About this exercise
The answer must be every line below that contains the string "mirror".

Data for this task
- - - - - - -
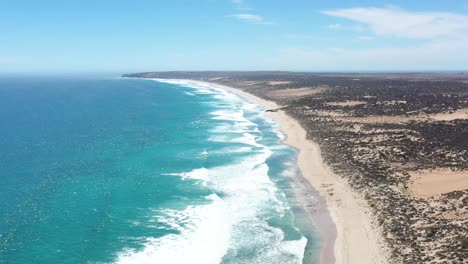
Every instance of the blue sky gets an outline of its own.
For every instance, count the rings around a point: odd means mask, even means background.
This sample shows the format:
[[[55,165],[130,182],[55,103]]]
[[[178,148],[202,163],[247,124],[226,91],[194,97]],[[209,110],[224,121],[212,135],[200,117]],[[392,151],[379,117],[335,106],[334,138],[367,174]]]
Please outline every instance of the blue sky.
[[[468,0],[0,0],[0,73],[468,69]]]

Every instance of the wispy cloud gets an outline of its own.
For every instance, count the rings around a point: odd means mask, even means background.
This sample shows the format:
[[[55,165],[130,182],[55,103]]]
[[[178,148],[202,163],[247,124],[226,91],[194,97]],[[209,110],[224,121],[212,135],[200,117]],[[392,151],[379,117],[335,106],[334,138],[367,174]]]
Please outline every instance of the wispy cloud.
[[[362,23],[376,35],[404,38],[436,38],[465,34],[468,16],[449,12],[412,12],[395,7],[347,8],[323,14]],[[338,28],[340,24],[333,24]]]
[[[227,15],[226,17],[228,18],[234,18],[237,20],[242,20],[246,22],[251,22],[251,23],[256,23],[256,24],[273,24],[271,21],[267,21],[263,16],[253,14],[251,12],[248,12],[249,10],[253,10],[253,8],[250,8],[247,6],[247,3],[245,0],[231,0],[231,2],[235,5],[237,10],[242,10],[240,12],[246,12],[246,13],[240,13],[240,14],[232,14],[232,15]]]
[[[331,29],[339,29],[341,28],[343,25],[341,24],[330,24],[327,26],[327,28],[331,28]]]
[[[408,11],[397,7],[346,8],[323,11],[345,19],[326,25],[329,30],[355,31],[343,47],[287,48],[275,57],[289,68],[307,70],[460,70],[468,60],[468,15],[451,12]],[[346,21],[348,20],[348,21]],[[399,38],[391,45],[364,45],[379,36]],[[407,41],[418,39],[422,41]],[[401,45],[399,45],[401,44]],[[270,63],[274,65],[274,62]],[[340,69],[341,67],[341,69]]]
[[[234,14],[234,15],[229,15],[227,17],[250,21],[250,22],[263,22],[264,21],[264,18],[262,16],[254,15],[254,14]]]
[[[252,10],[248,7],[244,0],[231,0],[231,2],[236,5],[236,8],[239,10]]]
[[[226,17],[258,24],[271,24],[271,22],[267,22],[264,17],[255,14],[233,14]]]

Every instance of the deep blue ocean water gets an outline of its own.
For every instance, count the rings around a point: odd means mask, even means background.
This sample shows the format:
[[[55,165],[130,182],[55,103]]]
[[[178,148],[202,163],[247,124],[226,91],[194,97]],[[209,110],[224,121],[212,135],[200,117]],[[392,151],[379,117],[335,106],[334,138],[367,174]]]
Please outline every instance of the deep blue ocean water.
[[[0,78],[0,263],[318,261],[262,113],[189,81]]]

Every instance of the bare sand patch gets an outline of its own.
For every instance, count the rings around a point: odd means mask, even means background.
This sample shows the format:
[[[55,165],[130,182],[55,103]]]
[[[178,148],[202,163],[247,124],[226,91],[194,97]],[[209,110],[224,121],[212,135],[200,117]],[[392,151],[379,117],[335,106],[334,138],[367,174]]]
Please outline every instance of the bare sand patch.
[[[329,102],[326,103],[331,106],[356,106],[356,105],[365,105],[364,101],[343,101],[343,102]]]
[[[297,89],[282,89],[268,92],[267,95],[274,99],[291,99],[311,94],[318,94],[325,91],[323,87],[302,87]]]
[[[341,117],[337,120],[344,122],[356,122],[364,124],[402,124],[411,121],[434,122],[453,121],[456,119],[468,119],[468,109],[459,109],[451,113],[438,113],[417,116],[366,116],[366,117]]]
[[[264,82],[258,82],[258,81],[245,81],[245,82],[242,82],[243,85],[248,85],[248,86],[251,86],[251,85],[258,85],[258,84],[263,84]]]
[[[320,116],[320,117],[348,117],[347,113],[341,111],[326,111],[326,110],[308,110],[310,114]]]
[[[283,84],[291,84],[293,82],[291,81],[271,81],[271,82],[268,82],[269,85],[283,85]]]
[[[468,189],[468,170],[420,170],[409,173],[413,184],[410,192],[418,198],[429,198],[453,191]]]
[[[463,212],[446,212],[443,213],[439,216],[442,219],[447,219],[447,220],[465,220],[468,219],[468,215],[463,213]]]
[[[411,120],[416,120],[415,118],[406,117],[406,116],[366,116],[366,117],[340,117],[337,120],[343,122],[356,122],[363,124],[401,124],[406,123]]]
[[[468,109],[459,109],[452,113],[440,113],[435,115],[429,115],[430,119],[436,121],[452,121],[455,119],[468,119]]]
[[[389,162],[388,165],[400,170],[416,170],[418,167],[415,162]]]

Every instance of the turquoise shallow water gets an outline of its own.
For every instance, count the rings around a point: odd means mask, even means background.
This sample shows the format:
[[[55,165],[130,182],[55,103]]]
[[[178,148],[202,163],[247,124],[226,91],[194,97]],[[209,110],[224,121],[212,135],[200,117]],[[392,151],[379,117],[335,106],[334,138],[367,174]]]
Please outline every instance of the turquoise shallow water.
[[[0,263],[316,262],[262,112],[187,81],[0,79]]]

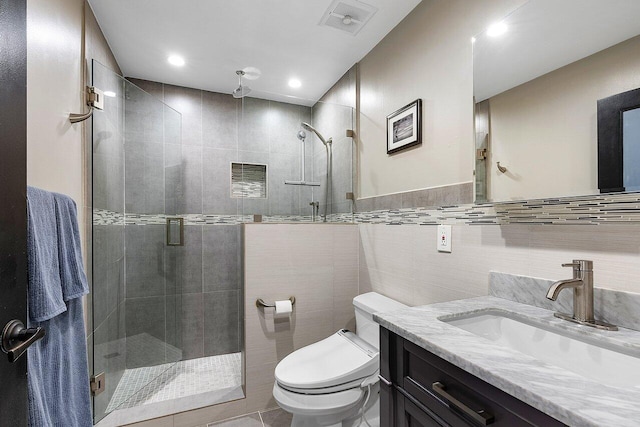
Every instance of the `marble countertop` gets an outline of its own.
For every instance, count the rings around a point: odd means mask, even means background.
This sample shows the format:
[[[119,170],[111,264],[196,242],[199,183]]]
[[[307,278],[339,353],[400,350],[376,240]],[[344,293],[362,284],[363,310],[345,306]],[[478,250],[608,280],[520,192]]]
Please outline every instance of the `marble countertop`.
[[[624,346],[640,353],[640,332],[600,331],[553,316],[553,312],[496,297],[479,297],[378,313],[385,328],[570,426],[640,425],[640,387],[600,384],[516,350],[493,344],[438,320],[487,309],[516,313],[530,323]]]

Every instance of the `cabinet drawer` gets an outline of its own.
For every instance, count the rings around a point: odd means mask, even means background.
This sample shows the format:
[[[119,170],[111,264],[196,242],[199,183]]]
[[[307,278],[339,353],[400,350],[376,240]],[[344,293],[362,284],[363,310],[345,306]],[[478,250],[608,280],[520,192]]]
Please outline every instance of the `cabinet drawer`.
[[[564,426],[425,349],[402,341],[400,386],[451,426]]]
[[[430,417],[424,408],[418,407],[410,399],[404,399],[404,426],[406,427],[448,427]]]

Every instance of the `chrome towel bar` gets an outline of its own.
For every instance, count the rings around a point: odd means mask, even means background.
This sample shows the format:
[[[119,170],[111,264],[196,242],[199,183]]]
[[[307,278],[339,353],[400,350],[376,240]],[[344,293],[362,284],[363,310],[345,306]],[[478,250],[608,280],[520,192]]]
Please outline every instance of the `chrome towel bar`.
[[[296,304],[296,297],[289,297],[289,301],[291,301],[291,305],[295,305]],[[266,302],[264,302],[264,300],[262,298],[258,298],[256,300],[256,307],[258,308],[275,308],[276,303],[274,302],[273,304],[267,304]]]

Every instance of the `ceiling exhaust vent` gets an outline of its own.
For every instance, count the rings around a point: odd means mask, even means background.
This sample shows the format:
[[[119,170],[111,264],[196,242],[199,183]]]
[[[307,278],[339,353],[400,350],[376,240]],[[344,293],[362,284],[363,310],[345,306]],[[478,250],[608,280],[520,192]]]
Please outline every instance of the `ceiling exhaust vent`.
[[[376,7],[357,0],[335,0],[324,13],[320,25],[355,36],[377,11]]]

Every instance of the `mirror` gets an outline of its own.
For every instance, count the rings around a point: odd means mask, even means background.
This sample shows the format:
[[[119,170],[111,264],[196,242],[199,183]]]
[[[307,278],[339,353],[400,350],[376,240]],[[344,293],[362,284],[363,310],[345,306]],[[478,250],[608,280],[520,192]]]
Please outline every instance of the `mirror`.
- - - - - - -
Solution
Every instance of the `mirror` gets an outline of its own.
Please outline every instance of the `mirror`.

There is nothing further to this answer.